▶ [Task item] From the entries below, pull out each line where "road" appears.
====
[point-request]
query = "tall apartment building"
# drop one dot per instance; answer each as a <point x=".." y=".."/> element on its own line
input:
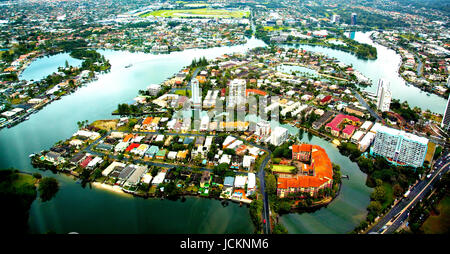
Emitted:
<point x="446" y="117"/>
<point x="262" y="128"/>
<point x="400" y="147"/>
<point x="335" y="19"/>
<point x="236" y="95"/>
<point x="195" y="93"/>
<point x="383" y="95"/>
<point x="353" y="19"/>
<point x="278" y="136"/>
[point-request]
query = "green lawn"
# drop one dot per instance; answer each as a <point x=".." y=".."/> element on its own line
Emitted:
<point x="183" y="92"/>
<point x="24" y="179"/>
<point x="282" y="168"/>
<point x="439" y="224"/>
<point x="202" y="12"/>
<point x="389" y="195"/>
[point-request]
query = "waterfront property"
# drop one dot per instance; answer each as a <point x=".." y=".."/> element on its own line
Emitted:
<point x="315" y="171"/>
<point x="400" y="147"/>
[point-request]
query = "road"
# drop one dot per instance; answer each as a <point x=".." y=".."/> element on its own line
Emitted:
<point x="364" y="103"/>
<point x="261" y="173"/>
<point x="262" y="182"/>
<point x="400" y="212"/>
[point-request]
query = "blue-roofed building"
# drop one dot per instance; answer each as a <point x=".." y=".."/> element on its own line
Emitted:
<point x="229" y="181"/>
<point x="188" y="140"/>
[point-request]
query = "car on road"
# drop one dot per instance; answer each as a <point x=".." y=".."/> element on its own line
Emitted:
<point x="382" y="229"/>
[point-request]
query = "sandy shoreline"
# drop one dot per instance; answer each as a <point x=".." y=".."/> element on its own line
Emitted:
<point x="115" y="189"/>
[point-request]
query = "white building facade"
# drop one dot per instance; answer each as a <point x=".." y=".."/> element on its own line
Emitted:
<point x="400" y="147"/>
<point x="383" y="95"/>
<point x="279" y="136"/>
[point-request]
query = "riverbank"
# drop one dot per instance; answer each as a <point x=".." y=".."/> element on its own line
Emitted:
<point x="425" y="87"/>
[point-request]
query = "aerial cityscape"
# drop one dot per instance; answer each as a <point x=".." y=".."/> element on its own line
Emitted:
<point x="225" y="117"/>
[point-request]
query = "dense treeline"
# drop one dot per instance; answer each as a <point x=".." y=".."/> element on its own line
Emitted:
<point x="16" y="201"/>
<point x="404" y="110"/>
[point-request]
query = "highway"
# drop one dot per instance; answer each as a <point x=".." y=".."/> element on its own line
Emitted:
<point x="262" y="182"/>
<point x="400" y="212"/>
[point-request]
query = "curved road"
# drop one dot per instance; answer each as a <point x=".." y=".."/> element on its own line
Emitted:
<point x="400" y="212"/>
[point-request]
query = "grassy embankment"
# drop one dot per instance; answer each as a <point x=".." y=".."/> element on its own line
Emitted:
<point x="439" y="223"/>
<point x="202" y="12"/>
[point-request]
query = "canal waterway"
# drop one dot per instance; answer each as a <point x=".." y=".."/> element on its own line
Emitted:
<point x="99" y="211"/>
<point x="386" y="67"/>
<point x="44" y="66"/>
<point x="347" y="210"/>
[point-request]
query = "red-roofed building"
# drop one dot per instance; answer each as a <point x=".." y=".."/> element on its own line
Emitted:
<point x="147" y="120"/>
<point x="132" y="146"/>
<point x="86" y="161"/>
<point x="320" y="167"/>
<point x="336" y="125"/>
<point x="348" y="131"/>
<point x="325" y="100"/>
<point x="128" y="137"/>
<point x="301" y="152"/>
<point x="254" y="91"/>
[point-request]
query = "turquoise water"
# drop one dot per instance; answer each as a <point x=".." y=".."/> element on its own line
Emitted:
<point x="44" y="66"/>
<point x="346" y="211"/>
<point x="290" y="68"/>
<point x="386" y="67"/>
<point x="100" y="211"/>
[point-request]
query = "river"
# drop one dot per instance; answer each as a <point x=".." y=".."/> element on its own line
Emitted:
<point x="96" y="210"/>
<point x="99" y="211"/>
<point x="385" y="66"/>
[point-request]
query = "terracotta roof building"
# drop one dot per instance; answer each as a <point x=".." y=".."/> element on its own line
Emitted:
<point x="343" y="121"/>
<point x="314" y="175"/>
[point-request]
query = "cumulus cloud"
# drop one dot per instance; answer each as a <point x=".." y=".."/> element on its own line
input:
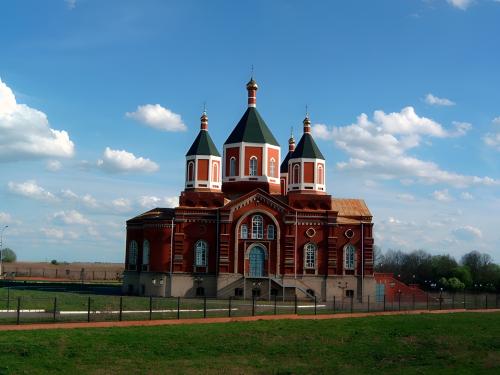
====
▶ [Output of the exercise]
query = "road"
query = "car on road"
query = "curved road"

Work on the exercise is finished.